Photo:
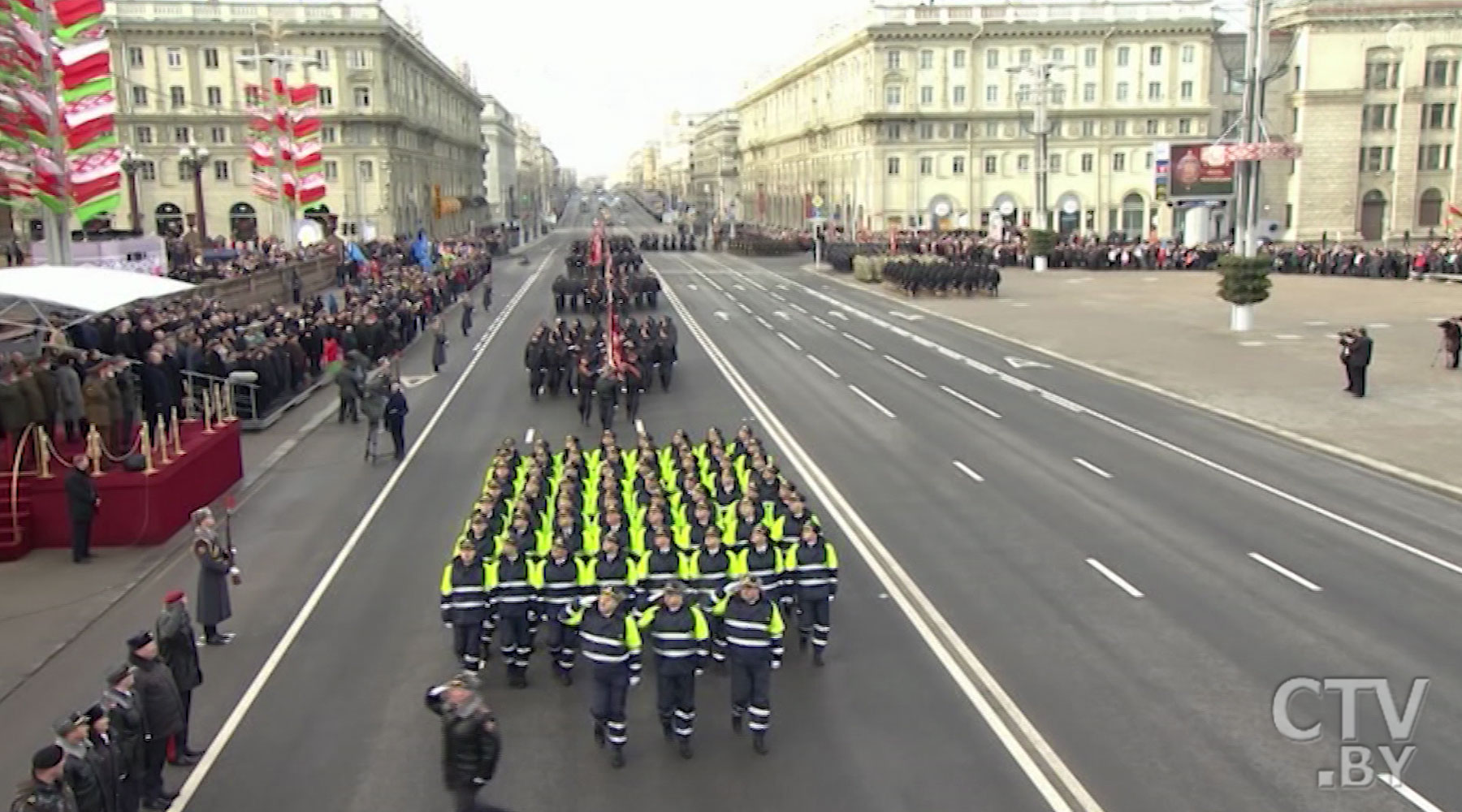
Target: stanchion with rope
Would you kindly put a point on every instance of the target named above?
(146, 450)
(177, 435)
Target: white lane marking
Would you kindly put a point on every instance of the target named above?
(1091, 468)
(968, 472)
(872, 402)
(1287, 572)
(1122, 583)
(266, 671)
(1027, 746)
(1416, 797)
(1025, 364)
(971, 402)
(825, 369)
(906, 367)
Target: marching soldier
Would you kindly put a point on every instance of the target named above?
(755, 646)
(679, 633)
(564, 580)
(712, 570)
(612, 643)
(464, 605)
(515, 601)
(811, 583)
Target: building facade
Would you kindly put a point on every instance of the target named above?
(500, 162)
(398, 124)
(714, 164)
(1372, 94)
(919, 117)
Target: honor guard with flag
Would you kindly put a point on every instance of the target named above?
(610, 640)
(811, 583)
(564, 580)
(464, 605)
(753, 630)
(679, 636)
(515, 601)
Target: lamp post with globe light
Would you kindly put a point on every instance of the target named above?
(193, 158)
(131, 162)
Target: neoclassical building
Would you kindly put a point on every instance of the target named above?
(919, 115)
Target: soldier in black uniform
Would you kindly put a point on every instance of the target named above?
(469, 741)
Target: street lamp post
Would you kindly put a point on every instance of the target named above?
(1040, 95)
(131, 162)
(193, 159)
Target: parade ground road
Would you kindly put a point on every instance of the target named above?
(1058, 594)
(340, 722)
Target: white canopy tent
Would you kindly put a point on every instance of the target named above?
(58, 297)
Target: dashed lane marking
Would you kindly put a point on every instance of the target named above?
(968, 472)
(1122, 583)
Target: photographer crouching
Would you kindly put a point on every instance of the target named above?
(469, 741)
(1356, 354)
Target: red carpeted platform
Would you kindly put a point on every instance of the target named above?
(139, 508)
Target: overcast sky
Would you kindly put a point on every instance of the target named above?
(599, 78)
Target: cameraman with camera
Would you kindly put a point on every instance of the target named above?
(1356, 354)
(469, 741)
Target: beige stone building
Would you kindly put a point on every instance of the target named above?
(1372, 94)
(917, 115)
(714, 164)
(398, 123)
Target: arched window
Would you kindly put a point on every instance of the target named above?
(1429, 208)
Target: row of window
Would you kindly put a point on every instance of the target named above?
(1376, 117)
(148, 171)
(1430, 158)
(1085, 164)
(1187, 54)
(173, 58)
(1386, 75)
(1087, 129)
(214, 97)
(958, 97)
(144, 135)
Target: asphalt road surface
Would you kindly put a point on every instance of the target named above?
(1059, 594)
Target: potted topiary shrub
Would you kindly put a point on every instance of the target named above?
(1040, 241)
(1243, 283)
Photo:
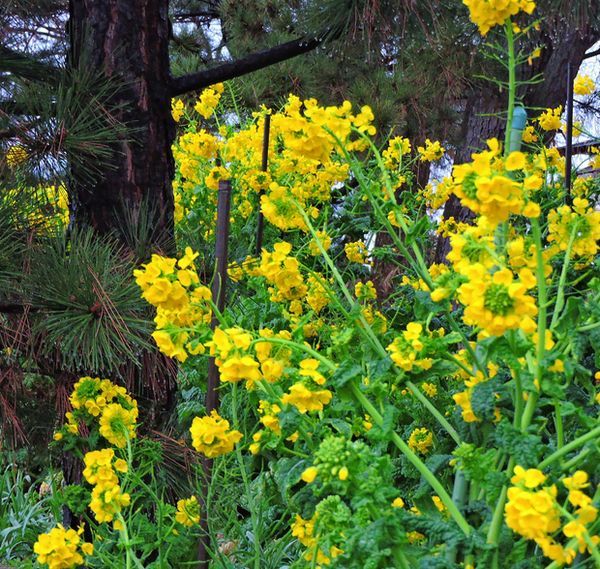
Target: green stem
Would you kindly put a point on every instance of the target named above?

━━━━━━━━━━━━━━━━

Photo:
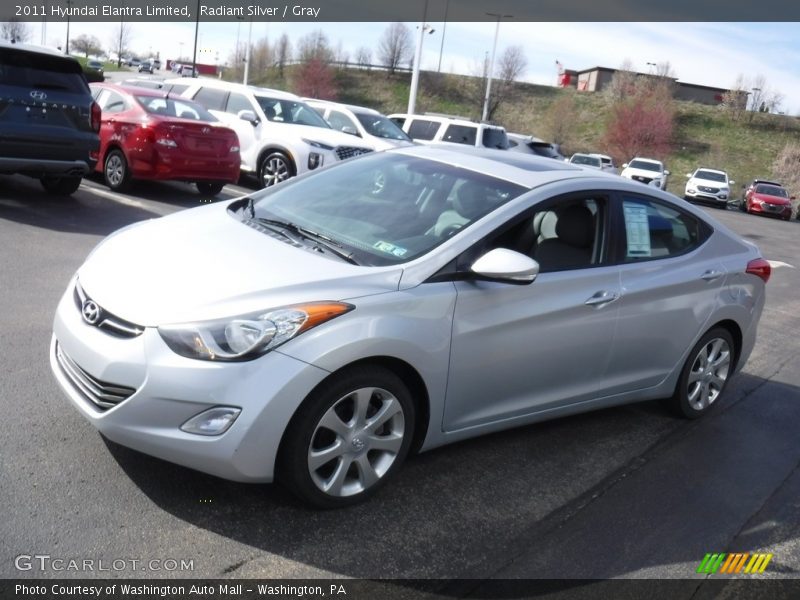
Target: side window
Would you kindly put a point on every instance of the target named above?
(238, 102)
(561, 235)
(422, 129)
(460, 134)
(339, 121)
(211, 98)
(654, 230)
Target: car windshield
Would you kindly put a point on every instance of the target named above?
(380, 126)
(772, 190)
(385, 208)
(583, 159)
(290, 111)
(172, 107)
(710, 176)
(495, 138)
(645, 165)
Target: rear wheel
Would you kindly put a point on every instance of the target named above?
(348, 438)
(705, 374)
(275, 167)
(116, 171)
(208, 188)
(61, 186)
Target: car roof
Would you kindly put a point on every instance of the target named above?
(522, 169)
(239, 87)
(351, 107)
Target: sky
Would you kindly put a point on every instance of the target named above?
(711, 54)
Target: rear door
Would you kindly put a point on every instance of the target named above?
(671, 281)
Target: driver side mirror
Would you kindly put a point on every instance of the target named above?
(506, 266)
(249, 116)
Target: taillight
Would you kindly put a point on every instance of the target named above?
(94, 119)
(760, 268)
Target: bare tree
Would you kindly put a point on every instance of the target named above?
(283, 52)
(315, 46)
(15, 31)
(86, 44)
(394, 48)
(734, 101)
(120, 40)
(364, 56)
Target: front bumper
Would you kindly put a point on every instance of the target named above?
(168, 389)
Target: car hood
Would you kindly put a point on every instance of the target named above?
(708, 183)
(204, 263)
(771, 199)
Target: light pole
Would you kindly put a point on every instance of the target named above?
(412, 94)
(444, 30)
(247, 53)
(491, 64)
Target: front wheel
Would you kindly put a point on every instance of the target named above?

━━━━━━━━━━━━━━━━

The exercise. Reproduce only the lines of the listing that start with the line containing "Target: overcast sky" and continue through the line containing "(1429, 208)", swapping "beige stone building" for "tan stone building" and leaving everything else unchanged.

Finished answer.
Target: overcast sky
Would you kindly put a point on every instance of the target named above?
(599, 78)
Target: cameraman with camera
Would you kindly put a point on every instance of the target named above?
(1356, 354)
(469, 741)
Target: tan stone building
Would you kindly put a point on every instance of the target named above?
(1372, 94)
(917, 115)
(714, 164)
(398, 123)
Target: arched window
Would you kindly put a point on every instance of the target named above?
(1429, 208)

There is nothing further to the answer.